(WHAT TO WORK ON) Here are some records; quote them exactly, leaving out the pictures.
— Begin PROVIDED RECORDS —
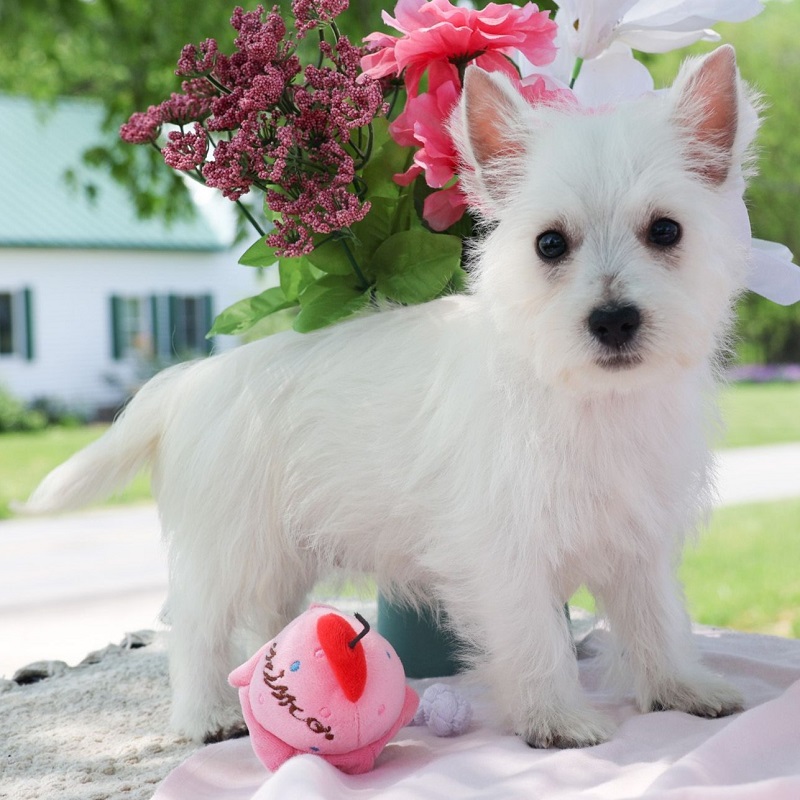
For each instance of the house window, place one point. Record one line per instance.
(132, 327)
(16, 332)
(161, 326)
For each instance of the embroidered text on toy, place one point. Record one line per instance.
(281, 693)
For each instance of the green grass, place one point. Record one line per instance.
(743, 573)
(761, 413)
(25, 458)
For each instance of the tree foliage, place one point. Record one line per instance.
(123, 52)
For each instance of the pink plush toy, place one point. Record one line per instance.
(321, 687)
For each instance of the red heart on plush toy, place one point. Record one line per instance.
(349, 664)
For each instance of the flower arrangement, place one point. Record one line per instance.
(351, 154)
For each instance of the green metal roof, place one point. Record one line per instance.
(38, 144)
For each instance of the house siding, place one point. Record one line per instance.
(71, 321)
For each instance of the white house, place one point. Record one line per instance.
(91, 296)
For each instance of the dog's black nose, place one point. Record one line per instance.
(614, 326)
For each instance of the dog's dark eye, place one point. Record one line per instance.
(664, 232)
(551, 245)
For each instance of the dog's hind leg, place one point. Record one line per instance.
(647, 617)
(531, 663)
(219, 616)
(201, 656)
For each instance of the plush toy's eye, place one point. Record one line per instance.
(551, 245)
(664, 232)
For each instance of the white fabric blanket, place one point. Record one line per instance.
(669, 755)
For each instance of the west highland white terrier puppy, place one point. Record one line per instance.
(489, 452)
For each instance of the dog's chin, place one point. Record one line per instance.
(617, 362)
(623, 371)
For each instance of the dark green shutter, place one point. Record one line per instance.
(174, 316)
(27, 303)
(117, 345)
(154, 325)
(208, 321)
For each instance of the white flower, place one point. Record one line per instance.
(653, 26)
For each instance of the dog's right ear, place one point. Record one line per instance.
(490, 126)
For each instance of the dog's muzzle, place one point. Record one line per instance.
(615, 328)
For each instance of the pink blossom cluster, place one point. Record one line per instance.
(263, 120)
(309, 14)
(442, 39)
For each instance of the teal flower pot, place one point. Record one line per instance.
(426, 650)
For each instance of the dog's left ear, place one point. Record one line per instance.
(710, 108)
(491, 127)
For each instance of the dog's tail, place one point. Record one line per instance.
(110, 463)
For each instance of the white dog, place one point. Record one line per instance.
(490, 452)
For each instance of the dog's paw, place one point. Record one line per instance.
(576, 728)
(235, 731)
(208, 725)
(707, 697)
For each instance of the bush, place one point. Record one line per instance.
(14, 416)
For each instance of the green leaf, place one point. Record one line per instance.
(415, 266)
(259, 254)
(374, 229)
(386, 162)
(241, 316)
(295, 275)
(329, 300)
(332, 258)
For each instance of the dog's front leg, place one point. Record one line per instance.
(645, 608)
(532, 665)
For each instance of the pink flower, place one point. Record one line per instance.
(143, 127)
(436, 31)
(445, 208)
(423, 125)
(186, 151)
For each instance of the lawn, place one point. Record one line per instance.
(743, 573)
(761, 413)
(25, 458)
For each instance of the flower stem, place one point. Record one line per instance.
(217, 85)
(576, 70)
(250, 218)
(354, 264)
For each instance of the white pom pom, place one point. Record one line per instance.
(445, 709)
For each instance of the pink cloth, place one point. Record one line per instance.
(754, 755)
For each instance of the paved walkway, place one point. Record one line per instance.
(71, 584)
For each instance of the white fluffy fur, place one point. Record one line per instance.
(470, 451)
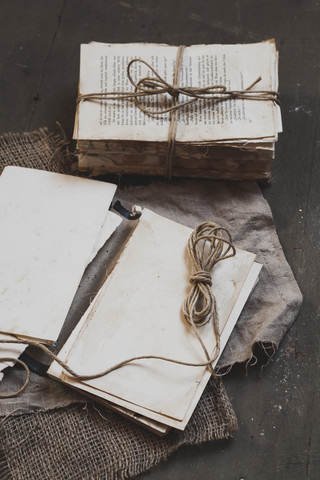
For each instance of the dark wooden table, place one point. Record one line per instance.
(39, 61)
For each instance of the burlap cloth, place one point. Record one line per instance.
(84, 440)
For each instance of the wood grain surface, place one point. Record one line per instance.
(39, 61)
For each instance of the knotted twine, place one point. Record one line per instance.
(151, 86)
(208, 244)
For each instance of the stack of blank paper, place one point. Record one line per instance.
(138, 312)
(50, 224)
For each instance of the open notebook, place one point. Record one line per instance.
(51, 227)
(138, 312)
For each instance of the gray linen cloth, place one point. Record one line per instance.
(238, 206)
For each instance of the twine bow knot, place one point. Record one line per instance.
(154, 86)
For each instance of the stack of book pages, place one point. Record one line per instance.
(229, 137)
(52, 227)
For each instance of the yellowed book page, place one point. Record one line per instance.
(57, 372)
(103, 67)
(138, 312)
(49, 225)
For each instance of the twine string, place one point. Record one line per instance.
(207, 245)
(156, 85)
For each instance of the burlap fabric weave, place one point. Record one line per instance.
(86, 442)
(90, 442)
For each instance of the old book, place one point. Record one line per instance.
(231, 139)
(138, 312)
— End PROVIDED RECORDS —
(REPLY TO THE TASK)
For each instance of the house window, place one point. Record one line per instance.
(132, 327)
(16, 332)
(161, 326)
For each instance of the embroidered text on toy, place one point. Record one line per instance.
(281, 693)
For each instance of the green grass, place one point. Record one line per instance.
(743, 573)
(761, 413)
(25, 458)
For each instance of the tree foliage, place one point. Record one line per instance.
(123, 52)
For each instance of the pink plush toy, place one point. Record one line per instance.
(321, 687)
For each instance of the red heart on plush toy, place one point. Record one line per instance.
(349, 664)
For each instance of the flower arrangement, place one point. Record one line per instance.
(351, 154)
For each instance of the green metal roof, place one point. Record one line per instance.
(38, 144)
For each instance of the house siding, place one point. Record one line per instance.
(71, 321)
For each instance of the white house, place one point. Record one line per instance.
(91, 296)
For each instance of the dog's black nose, place one point. Record one line per instance.
(614, 326)
For each instance of the dog's dark eye, place one point. Record one line per instance.
(664, 232)
(551, 245)
For each instance of the dog's hind leg, place one point. Record one line per instance.
(647, 617)
(531, 663)
(219, 616)
(201, 656)
For each instance of the plush toy's eye, place one point. Record one line per instance.
(551, 245)
(664, 232)
For each instance of the white fabric blanket, place one point. Record one line per instance.
(669, 755)
For each instance of the west highland white terrier puppy, place one point. Record one line per instance.
(489, 452)
For each instance of the dog's chin, place one point. Record one line per instance.
(617, 362)
(623, 371)
For each instance of the dark green shutter, place one point. Record one line per instance.
(174, 316)
(27, 303)
(117, 345)
(154, 325)
(208, 321)
For each instance of the white flower, place one point. Record one line per instance.
(653, 26)
For each instance of the dog's right ear, place one point. Record one line per instance.
(490, 126)
For each instance of the dog's muzzle, place one point. Record one line per instance.
(615, 328)
For each instance of the pink blossom cluster, place one point. Record one line per instance.
(263, 120)
(309, 14)
(442, 39)
For each instance of the teal flower pot, place one point. Record one line per instance.
(426, 650)
For each instance of the dog's left ear, place one point. Record one line per instance.
(710, 108)
(491, 127)
For each instance of the dog's tail, place one point. Record one line per instance.
(110, 463)
For each instance of the white dog, place one point. Record one line per instance.
(490, 452)
For each instance of the dog's paw, place one point. Record one line per instance.
(576, 728)
(235, 731)
(208, 725)
(707, 697)
For each instance of the bush, place one point. Record one line per instance.
(14, 416)
For each instance of the green leaf, place one point. Record one line per instance.
(415, 266)
(259, 254)
(374, 229)
(386, 162)
(241, 316)
(295, 275)
(329, 300)
(332, 258)
For each instance of the dog's front leg, place one point. Record one line per instance.
(645, 608)
(532, 665)
For each instance of the pink flower, place one point. Record one line per instance.
(143, 127)
(436, 31)
(445, 208)
(423, 125)
(186, 151)
For each instance of the lawn, place one point. Record one line per instance.
(743, 573)
(761, 413)
(25, 458)
For each instance of the flower stem, place one point. Record one line per instance.
(217, 85)
(576, 70)
(250, 218)
(354, 264)
For each instance of the white pom pom, place one point. Record one line per instance.
(445, 709)
For each instance of the pink cloth, place one point. Record one line per instance.
(754, 755)
For each instance of the paved walkway, place one point. Record one line per instance.
(71, 584)
For each instance of the white fluffy fur, place one point. Record one line per instance.
(470, 451)
For each instance of the dark wooden table, place one point. Record one line per instance.
(39, 61)
For each instance of the burlap cloth, place one point. Record one line per instance.
(84, 440)
For each instance of the wood grain surface, place one point. Record one line per instance.
(39, 61)
For each instance of the knotted twine, place one point. Record one line per instance.
(151, 86)
(208, 244)
For each instance of the stack of blank paper, place one point. Record one line per instance.
(138, 312)
(50, 224)
For each instance of the open notebook, place one point. Record one line per instance.
(51, 227)
(138, 312)
For each instance of the gray linen cloth, place one point. Record one line per instance.
(238, 206)
For each instance of the twine bow knot, place one point. Record one line per instance.
(154, 86)
For each instance of the stack of book pages, place one point. Record one line per instance.
(229, 137)
(52, 227)
For each instance of the yellowed book page, place one point. Record one line per instance.
(57, 372)
(103, 67)
(138, 312)
(49, 225)
For each instance of the twine string, place one point. Record one line per instance.
(207, 245)
(156, 85)
For each instance of the burlap fabric weave, place one point. Record one line per instance.
(86, 442)
(90, 442)
For each instance of the old book, place one point. Record one line per instance.
(231, 139)
(138, 312)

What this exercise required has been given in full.